**Work instructions**
Locate each line in the records containing the string "black" and copy those lines out, treating uppercase and lowercase as different.

**Records shown**

— Start —

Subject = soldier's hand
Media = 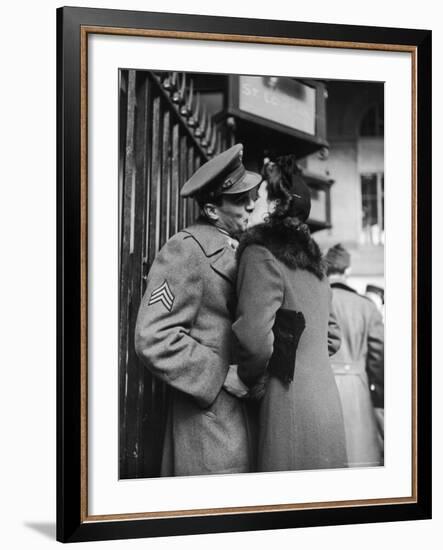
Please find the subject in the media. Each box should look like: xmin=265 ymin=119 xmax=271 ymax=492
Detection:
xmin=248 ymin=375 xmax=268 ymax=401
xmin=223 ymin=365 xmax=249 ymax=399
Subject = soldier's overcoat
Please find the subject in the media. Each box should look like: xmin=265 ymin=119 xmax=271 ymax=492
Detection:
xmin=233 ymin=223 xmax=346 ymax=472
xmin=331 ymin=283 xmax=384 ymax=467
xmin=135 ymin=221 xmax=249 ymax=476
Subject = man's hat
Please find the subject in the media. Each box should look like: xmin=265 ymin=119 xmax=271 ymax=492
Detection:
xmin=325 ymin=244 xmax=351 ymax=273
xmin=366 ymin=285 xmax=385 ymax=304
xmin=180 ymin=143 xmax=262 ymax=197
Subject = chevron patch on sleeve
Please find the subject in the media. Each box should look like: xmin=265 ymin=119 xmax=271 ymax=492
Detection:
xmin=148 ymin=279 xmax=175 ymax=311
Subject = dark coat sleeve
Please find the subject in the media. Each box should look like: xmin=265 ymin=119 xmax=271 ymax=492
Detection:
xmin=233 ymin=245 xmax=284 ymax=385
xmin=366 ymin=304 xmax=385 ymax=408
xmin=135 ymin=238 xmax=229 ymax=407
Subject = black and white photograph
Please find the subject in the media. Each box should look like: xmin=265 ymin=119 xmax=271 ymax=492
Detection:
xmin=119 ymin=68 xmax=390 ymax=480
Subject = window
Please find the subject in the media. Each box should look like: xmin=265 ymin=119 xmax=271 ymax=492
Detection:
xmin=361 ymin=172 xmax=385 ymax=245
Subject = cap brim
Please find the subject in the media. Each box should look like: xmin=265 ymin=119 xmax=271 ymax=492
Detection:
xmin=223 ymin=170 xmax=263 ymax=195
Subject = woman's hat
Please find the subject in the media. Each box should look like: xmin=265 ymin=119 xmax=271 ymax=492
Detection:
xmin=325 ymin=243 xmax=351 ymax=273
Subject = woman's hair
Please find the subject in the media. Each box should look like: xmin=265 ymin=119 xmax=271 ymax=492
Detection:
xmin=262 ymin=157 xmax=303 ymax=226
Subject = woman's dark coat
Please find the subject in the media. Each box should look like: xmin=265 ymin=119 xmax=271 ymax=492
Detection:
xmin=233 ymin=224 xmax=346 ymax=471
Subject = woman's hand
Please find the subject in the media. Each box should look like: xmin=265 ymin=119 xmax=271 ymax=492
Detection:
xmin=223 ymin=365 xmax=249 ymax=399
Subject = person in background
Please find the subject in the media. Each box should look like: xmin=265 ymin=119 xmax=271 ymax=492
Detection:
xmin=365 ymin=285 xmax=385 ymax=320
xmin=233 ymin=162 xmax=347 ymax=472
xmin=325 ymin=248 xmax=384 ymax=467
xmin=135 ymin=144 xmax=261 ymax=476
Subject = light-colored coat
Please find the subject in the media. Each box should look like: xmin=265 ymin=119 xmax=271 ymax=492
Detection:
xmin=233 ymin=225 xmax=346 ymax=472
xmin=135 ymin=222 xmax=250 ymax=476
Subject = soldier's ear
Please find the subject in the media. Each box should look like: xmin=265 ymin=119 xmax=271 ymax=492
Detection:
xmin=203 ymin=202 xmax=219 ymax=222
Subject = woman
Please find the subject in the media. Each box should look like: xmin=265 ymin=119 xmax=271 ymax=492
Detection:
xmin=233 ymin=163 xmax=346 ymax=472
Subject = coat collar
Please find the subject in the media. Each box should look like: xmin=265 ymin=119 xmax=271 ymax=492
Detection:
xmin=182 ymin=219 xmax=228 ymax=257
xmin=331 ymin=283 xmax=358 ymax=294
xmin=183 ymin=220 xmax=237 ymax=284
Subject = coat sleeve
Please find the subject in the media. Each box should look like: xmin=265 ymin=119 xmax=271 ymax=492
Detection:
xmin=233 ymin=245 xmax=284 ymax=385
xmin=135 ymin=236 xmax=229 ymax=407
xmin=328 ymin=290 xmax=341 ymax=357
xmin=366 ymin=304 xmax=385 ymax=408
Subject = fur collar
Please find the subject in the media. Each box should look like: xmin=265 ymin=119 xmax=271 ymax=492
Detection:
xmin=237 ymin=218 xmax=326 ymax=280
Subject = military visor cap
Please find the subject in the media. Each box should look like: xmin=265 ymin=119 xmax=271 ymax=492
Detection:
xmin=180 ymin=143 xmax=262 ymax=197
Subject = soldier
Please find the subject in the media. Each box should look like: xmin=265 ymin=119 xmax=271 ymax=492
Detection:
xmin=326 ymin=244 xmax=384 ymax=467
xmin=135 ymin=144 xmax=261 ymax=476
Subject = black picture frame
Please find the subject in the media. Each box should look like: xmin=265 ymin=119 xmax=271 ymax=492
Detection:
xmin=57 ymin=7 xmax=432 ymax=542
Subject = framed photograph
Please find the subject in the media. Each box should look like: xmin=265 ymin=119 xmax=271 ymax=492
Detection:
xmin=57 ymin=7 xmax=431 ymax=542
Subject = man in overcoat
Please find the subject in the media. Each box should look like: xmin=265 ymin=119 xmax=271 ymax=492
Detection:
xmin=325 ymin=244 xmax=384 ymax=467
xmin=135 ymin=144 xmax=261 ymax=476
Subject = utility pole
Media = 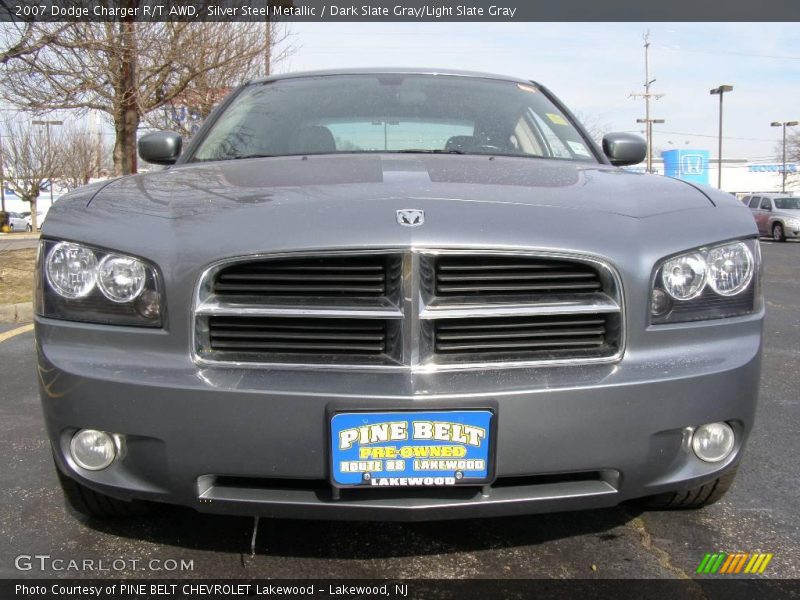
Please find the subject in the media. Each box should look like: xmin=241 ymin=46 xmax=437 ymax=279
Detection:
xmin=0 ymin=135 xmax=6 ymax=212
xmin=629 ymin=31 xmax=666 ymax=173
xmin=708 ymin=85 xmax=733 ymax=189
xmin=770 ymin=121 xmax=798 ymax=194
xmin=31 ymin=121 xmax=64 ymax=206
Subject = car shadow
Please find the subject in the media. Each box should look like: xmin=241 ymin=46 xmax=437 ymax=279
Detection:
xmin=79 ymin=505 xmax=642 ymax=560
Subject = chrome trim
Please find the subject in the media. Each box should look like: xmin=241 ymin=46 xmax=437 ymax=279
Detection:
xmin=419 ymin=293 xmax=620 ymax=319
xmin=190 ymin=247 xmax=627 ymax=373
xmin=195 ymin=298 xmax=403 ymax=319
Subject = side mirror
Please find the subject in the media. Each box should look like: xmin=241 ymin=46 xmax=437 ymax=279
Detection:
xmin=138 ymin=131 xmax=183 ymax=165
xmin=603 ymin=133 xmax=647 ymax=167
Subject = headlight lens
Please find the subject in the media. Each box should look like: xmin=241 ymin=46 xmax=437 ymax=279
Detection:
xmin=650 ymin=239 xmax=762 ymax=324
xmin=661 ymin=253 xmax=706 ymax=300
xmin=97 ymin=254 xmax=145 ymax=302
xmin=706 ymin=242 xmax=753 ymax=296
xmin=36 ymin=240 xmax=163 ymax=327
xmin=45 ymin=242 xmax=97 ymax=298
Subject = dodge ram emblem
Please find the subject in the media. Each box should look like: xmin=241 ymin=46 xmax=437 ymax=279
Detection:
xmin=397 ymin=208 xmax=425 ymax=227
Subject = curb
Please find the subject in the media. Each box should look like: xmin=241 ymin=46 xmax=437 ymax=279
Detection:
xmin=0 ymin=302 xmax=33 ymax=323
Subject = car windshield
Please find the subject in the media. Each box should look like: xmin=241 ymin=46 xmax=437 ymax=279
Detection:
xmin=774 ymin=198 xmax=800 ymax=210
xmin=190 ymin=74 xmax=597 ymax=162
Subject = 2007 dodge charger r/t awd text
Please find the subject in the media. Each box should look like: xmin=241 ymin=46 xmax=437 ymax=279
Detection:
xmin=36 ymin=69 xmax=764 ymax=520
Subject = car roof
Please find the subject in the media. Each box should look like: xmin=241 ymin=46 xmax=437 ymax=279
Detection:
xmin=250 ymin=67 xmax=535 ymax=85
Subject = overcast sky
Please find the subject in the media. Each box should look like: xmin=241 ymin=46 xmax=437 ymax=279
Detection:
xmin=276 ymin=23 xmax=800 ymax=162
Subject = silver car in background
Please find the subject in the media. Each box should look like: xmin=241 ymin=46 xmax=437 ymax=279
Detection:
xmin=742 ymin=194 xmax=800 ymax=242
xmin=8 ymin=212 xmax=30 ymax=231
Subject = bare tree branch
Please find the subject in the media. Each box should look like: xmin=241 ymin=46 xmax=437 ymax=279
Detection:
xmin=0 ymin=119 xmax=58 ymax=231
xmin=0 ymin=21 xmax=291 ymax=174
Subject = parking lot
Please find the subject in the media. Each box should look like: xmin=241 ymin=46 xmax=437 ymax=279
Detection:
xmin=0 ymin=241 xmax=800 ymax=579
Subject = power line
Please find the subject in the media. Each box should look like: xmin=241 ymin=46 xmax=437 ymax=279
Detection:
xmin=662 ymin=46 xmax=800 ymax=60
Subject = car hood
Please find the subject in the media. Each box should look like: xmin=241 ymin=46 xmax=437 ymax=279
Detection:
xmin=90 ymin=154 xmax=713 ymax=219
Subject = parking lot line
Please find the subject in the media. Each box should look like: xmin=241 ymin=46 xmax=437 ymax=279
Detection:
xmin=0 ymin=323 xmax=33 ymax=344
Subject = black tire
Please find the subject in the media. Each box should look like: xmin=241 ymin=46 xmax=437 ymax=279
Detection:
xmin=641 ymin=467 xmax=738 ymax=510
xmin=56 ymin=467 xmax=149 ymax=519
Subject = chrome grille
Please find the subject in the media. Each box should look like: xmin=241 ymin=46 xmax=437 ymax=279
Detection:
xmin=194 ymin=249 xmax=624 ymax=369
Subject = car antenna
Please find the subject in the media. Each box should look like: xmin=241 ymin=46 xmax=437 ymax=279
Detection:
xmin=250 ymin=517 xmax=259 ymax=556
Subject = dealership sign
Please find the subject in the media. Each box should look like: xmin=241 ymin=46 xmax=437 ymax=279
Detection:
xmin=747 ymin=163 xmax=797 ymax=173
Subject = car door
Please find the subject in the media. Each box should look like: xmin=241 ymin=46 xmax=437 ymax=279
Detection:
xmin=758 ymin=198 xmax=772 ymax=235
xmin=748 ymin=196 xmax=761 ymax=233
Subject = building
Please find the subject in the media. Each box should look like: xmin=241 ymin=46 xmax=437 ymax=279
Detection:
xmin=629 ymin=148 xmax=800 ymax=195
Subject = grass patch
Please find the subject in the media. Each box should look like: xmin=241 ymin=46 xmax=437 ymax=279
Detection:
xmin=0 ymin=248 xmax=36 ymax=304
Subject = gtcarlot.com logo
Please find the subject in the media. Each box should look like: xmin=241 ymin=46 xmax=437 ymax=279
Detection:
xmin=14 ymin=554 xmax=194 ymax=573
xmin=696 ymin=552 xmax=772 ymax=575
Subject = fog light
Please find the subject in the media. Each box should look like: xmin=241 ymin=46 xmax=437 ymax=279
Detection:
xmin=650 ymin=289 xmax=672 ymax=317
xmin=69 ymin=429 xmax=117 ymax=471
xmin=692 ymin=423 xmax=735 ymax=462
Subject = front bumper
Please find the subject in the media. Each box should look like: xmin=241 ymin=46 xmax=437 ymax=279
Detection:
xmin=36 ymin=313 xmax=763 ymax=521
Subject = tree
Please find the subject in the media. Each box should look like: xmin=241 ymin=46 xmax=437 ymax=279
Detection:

— End —

**Reply**
Subject = black and white photograph
Subject = black picture frame
Subject = black tire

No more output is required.